§ Extrait choisi
____________________

Ce soir nous jouions contre une équipe de volatiles jaunes. Je croyais qu’en France, les volailles étaient toutes confinées dans leurs enclos… Il y a des légèretés dans les contrôles, moi je vous le dis... Samedi, Piquionne est arrivé à l’entraînement avec sur le visage le masque de Sylvester le Gros Minet, qu’il avait acheté pour le Mardi Gras… Pour nous préparer, il nous a apporté toute sa collection de films de Titi, que nous avons visionnés durant l’après-midi. Je n’ai pas tout compris encore une fois… Le coach nous a demandé de faire exactement l’inverse du gros Minet qui n’arrive jamais à attraper le canari. Tout était très flou pour moi… Jusqu’à ce que j’entende gazouiller les joueurs nantais dans les vestiaires, et que Loïc m’explique qu’en fait les Nantais sont des Canaris. À ce propos, Docteur, il faudrait que vous me prescriviez des pilules contre la grippe aviaire, ou un vaccin s’il existe, car j’ai dû serrer l’aile de certains Nantais, et je ne voudrais pas encore attraper leur virus, comme le Kop Nord en début de seconde mi-temps, qui sifflait et s’était transformé en volière… Ils ne sont pas contaminés ???... C’est vous qui le dites, Docteur !!! J’ai bien vu la tête de leur entraîneur, Le Dizet… Vous connaissez Le Dizet, Docteur ?...Oui ???... Aaah ! OK ! Vous avez appelé le 118 000… Alors vous avez pu entendre qu’il n’est pas très drôle, cet oiseau-là… Mais l’entendre, ce n’est rien… Il faut voir le spécimen de près… On dirait qu’il a enterré sa femme dans la journée en oubliant de récupérer dans ses poches son contrat d’assurance vie. Il a dû choper quelque chose de pas très sain… D’ailleurs il a transmis sa tristesse à tout le monde à Nantes. Tristesse et angoisse… C'est vous dire... Pour se donner du courage, avant de rentrer sur le terrain, on entendait les Nantais qui chantaient comme des canards :

En revenant de Nantes la digue la digue.
De Nantes à Montaigu la digue du cul !...

____________________

§ Consigne 1
Dans l'extrait, quel masque Piquionne portait-il en arrivant à l'entraînement samedi ?
§ Consigne 2
Quelles personnes l'extrait désigne-t-il par leur nom propre ? Citez-les toutes.
Les items qui suivent forment un matériau distinct de l'extrait.

§ Matériel fourni
____________________

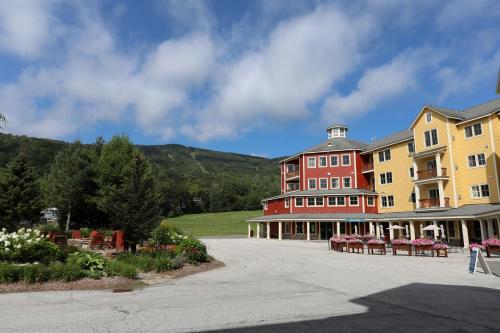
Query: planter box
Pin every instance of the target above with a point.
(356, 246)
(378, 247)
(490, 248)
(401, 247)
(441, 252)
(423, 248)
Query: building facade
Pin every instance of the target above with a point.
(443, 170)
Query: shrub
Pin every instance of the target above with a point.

____________________

§ Votre réponse 1
Le masque de Sylvester le Gros Minet.

§ Votre réponse 2
Piquionne, Loïc, Le Dizet